• _Passage shown_:
Coder Social home page Coder Social logo

getzlab-pcawg-mutsig2cv_nc's Introduction

MutSig2CV_NC (PCAWG)

MutSig2CV (Lawrence et al., 2014) adapted for noncoding significance analysis, as run for the PCAWG drivers paper (Rheinbay et al., 2020).

Installing

MutSig is implemented in MATLAB. If you have a MATLAB installation and wish to run MutSig interactively on the MATLAB console, skip to the Running section below. If you do not have MATLAB installed, or do not wish to run interactively, MutSig can be run as a standalone executable. The standalone executable is available for 64 bit Linux systems only, and requires that the MATLAB R2016a runtime be installed. You can download and install the runtime environment from here. Runtime installation instructions can be found here.

Once the runtime is successfully installed, you must add it to your LD_LIBRARY_PATH.

• _What you have to do_:
Continue the MutSig2CV_NC setup guide above from its final sentence. The listing that follows comes from a separate source.

• _Entries provided_:
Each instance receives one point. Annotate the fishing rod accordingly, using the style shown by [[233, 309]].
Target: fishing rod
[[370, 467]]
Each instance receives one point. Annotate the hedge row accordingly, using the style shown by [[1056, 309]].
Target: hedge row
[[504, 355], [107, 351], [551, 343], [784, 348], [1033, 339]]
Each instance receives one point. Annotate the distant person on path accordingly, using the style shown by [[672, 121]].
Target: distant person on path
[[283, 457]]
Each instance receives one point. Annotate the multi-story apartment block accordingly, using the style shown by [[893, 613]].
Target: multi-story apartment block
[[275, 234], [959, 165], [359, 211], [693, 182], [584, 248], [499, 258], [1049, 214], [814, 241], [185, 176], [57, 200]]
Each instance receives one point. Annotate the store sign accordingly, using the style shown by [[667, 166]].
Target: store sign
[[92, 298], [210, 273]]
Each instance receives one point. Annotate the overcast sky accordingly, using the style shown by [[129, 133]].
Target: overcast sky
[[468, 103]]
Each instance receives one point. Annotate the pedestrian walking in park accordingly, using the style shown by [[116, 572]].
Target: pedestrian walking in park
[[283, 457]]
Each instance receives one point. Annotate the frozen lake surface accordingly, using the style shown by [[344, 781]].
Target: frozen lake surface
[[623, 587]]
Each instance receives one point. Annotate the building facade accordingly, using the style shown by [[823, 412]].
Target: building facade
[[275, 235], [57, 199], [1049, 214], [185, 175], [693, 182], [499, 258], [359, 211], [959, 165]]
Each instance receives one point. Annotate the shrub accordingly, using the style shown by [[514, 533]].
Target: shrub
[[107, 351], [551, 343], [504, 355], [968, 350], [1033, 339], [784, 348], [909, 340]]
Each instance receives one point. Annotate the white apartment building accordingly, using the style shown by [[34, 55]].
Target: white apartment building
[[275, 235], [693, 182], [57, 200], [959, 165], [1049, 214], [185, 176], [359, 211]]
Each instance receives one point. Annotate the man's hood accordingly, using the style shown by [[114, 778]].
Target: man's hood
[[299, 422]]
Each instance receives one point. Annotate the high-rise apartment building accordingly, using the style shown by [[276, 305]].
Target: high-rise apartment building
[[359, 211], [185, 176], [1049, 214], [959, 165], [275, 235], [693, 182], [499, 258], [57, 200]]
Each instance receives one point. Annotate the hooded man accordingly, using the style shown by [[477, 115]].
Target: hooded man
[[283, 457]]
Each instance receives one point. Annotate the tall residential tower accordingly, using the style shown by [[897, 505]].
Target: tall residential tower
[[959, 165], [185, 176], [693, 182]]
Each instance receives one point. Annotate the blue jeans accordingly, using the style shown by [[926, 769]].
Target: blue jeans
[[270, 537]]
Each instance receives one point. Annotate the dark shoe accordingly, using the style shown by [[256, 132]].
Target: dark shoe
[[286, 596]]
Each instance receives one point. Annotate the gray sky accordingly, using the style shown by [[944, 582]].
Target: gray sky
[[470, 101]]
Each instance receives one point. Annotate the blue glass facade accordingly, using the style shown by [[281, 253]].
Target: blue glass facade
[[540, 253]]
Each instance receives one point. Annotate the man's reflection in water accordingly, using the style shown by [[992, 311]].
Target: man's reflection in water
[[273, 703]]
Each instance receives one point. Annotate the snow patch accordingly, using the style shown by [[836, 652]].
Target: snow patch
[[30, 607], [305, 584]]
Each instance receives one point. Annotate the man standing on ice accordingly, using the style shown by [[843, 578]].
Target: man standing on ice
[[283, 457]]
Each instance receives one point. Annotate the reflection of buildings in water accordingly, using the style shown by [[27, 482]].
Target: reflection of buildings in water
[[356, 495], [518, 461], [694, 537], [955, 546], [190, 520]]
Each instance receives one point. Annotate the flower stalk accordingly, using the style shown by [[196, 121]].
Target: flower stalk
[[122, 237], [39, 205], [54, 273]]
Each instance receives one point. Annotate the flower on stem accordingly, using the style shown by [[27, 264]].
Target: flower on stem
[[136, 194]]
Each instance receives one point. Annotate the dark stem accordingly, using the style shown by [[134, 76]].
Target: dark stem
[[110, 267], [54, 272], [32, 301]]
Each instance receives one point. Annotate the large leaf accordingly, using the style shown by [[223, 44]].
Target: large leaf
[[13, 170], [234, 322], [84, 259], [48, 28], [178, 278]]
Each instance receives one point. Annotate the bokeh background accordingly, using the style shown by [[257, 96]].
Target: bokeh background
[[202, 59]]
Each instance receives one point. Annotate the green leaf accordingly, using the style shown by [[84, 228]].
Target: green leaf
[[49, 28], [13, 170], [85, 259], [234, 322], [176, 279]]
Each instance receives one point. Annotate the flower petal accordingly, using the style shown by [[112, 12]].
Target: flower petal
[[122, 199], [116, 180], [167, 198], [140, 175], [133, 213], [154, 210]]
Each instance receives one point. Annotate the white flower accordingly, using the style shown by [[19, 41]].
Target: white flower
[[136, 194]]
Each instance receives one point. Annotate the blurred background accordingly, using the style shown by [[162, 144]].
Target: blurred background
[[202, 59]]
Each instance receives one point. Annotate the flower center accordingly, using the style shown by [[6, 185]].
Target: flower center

• _Answer for the task_:
MCRROOT=<path to runtime you specified when installing>
export LD_LIBRARY_PATH=.:${MCRROOT}/runtime/glnxa64
export LD_LIBRARY_PATH=${LD_LIBRARY_PATH}:${MCRROOT}/bin/glnxa64
export LD_LIBRARY_PATH=${LD_LIBRARY_PATH}:${MCRROOT}/sys/os/glnxa64
export LD_LIBRARY_PATH=${LD_LIBRARY_PATH}:${MCRROOT}/sys/opengl/lib/glnxa64

To run on the cohort in the manuscript, MutSig requires ~100 GB of reference files. This is due to the fact that each cohort has a unique set of covariates and coverage models (see "Cohort Parameters" below). Since these files are too large to include in a GitHub repository, they are hosted in cloud storage; please see the README in the ref/ folder for instructions on how to obtain them.

Running

To run interactively on the MATLAB console, start MATLAB in this directory, and run:

MutSig2CV_NC(<path to mutations>, <path to output directory>, <path to cohort parameters>)

To run the standalone application, cd to this directory, and run:

bin/MutSig2CV_NC <path to mutations> <path to output directory> <path to cohort parameters>

MutSig looks for its reference files relative to this directory, so it is essential it is run here. As stated previously, the standalone application will only work on 64 bit Linux systems. As distributed, the interactive version will also only work on 64 bit Linux, but can be made to work on any platform as long as all supplied .mex C/C++ extensions are recompiled.

Each input is decribed below.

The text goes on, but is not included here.